> _Texto de origen_
Nombrado recientemente Obispo de la Diócesis de Córdoba, Monseñor Francisco Javier Martínez inicia su misión de pastor de la Iglesia cordobesa el próximo 18 de mayo. Un "camino" personal que se abre a las perspectivas y a los retos de su nueva tarea
Algunos encuentros se graban en nuestra memoria con el acento, el color y la síntesis de la primera percepción que tuvimos de ellos; permanecen en nosotros tal como surgieron: cuando el muro de lo ya sabido se rompe y emerge en nuestra conciencia personal la discreta novedad del ser, el encuentro acaecido y ano se puede borrar.
Hemos conocido a Javier y a sus amigos en 1979. En 1985, con tan sólo 37 años, era ya obispo auxiliar de Madrid. Lo que define aquel inicio se podrá decir con nuestras palabras: una "incansable apertura y una fidelísima unidad" de amistad. Preguntaba, observaba, se apasionaba por todo lo que es humano, proyectaba hasta rayar en la fantasía; citaba a Péguy, Bernanos, De Lubac; por la noche traducía a San Efrén - un Padre de la Iglesia siríaca.; le gustaban los espirituales negros y el cine -había visto con uno de sus maestros del Seminario películas de Bresson, Bergman y Antonioni - y, sobre todo, quería a las personas.
De todo ello se enriquecía una amistad y se comunicaba espontáneamente a otros tomando el nombre de Nueva Tierra, la Asociación Cultural que les reunía, a sus amigos y a él. Eran amigos de verdad.

> _Problema escrito 1_
Según el texto sobre Monseñor Francisco Javier Martínez, ¿son ciertas o no estas afirmaciones? (a) En 1985 ya era obispo auxiliar de Madrid. (b) Empieza su misión en Córdoba el 18 de junio. (c) Por la noche traducía a San Agustín. Contesta sí o no a cada una y cita las palabras del texto que lo deciden.

> _Lista de registros_

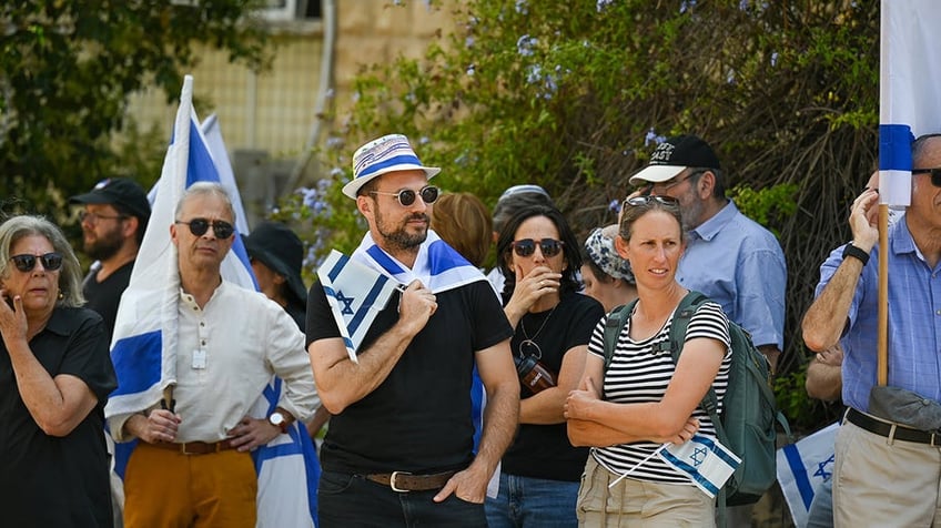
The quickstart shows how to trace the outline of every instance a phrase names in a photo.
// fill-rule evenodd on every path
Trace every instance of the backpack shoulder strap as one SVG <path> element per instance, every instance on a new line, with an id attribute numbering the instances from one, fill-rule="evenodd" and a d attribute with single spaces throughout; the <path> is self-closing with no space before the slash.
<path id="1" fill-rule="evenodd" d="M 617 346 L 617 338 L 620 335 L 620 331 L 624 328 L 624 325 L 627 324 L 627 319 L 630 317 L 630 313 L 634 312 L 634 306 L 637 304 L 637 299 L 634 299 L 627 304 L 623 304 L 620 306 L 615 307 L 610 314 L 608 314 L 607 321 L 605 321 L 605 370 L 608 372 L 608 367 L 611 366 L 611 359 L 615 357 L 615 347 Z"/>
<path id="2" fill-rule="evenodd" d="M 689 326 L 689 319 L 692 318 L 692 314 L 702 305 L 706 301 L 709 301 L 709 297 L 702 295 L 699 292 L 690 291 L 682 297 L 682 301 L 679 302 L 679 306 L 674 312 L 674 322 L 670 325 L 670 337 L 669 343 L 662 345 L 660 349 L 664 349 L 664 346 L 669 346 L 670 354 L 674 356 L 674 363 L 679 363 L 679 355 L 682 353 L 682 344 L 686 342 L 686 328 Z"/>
==
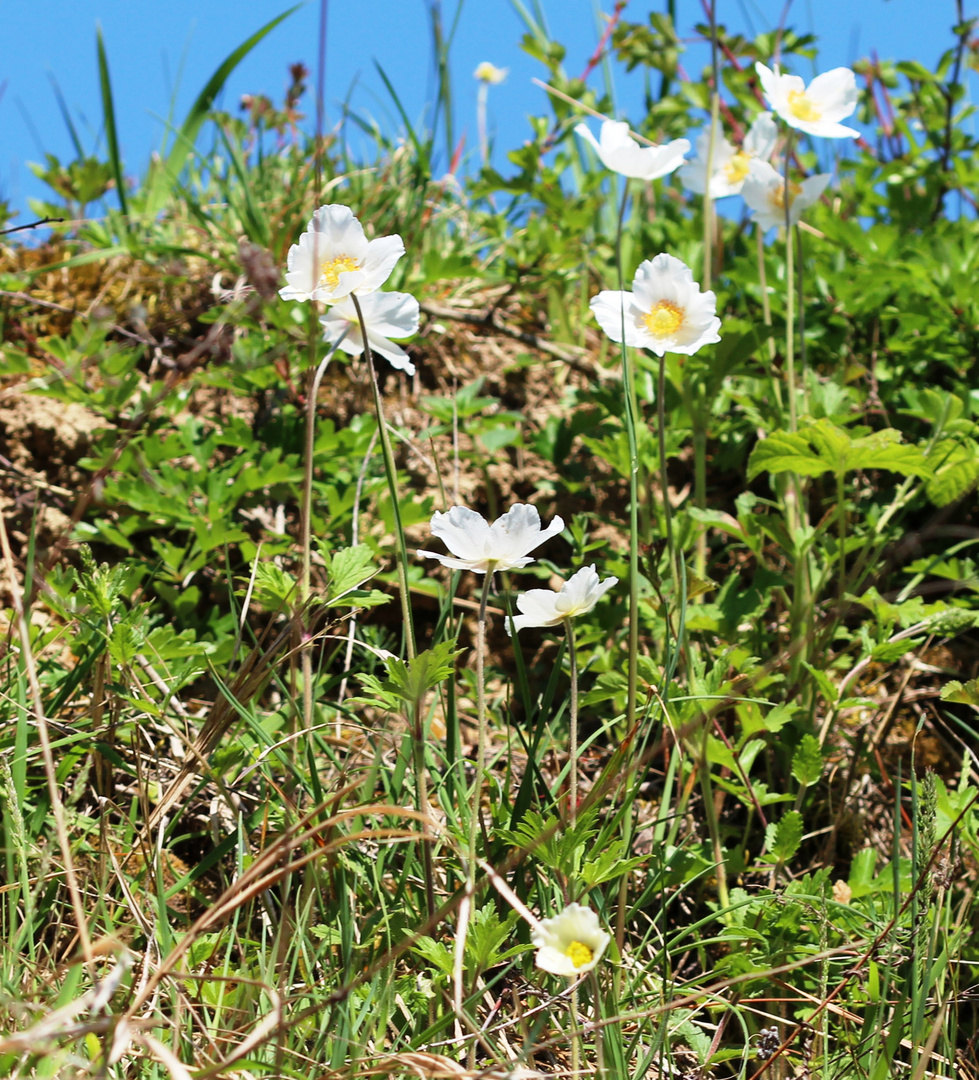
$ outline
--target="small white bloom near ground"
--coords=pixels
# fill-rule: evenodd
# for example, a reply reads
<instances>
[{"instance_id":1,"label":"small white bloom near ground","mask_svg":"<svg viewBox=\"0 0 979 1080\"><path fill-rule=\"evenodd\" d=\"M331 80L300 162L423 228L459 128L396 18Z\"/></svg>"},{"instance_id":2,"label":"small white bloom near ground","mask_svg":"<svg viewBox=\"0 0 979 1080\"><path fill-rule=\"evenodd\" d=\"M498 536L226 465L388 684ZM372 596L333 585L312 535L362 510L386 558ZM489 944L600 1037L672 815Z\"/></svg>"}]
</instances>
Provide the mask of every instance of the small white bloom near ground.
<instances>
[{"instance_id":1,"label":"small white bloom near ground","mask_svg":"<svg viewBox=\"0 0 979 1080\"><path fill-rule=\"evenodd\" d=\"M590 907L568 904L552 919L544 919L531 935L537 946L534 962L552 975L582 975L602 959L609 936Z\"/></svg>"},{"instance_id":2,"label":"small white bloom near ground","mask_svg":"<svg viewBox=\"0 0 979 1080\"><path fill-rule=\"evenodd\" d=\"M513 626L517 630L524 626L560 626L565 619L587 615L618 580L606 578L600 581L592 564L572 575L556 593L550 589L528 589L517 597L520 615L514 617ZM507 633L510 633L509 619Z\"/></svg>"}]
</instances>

> _Problema escrito 2_
En los registros, copia de nuevo el tramo que empieza en la línea que contiene "The quickstart shows" y termina en la que contiene "on every path", y cambia "every" por "each" sin tocar nada más. Entrega solo esas líneas.

> _Respuesta completa 1_
(a) Sí: "En 1985, con tan sólo 37 años, era ya obispo auxiliar de Madrid."
(b) No: "inicia su misión de pastor de la Iglesia cordobesa el próximo 18 de mayo"
(c) No: "por la noche traducía a San Efrén"

> _Respuesta completa 2_
The quickstart shows how to trace the outline of each instance a phrase names in a photo.
// fill-rule evenodd on each path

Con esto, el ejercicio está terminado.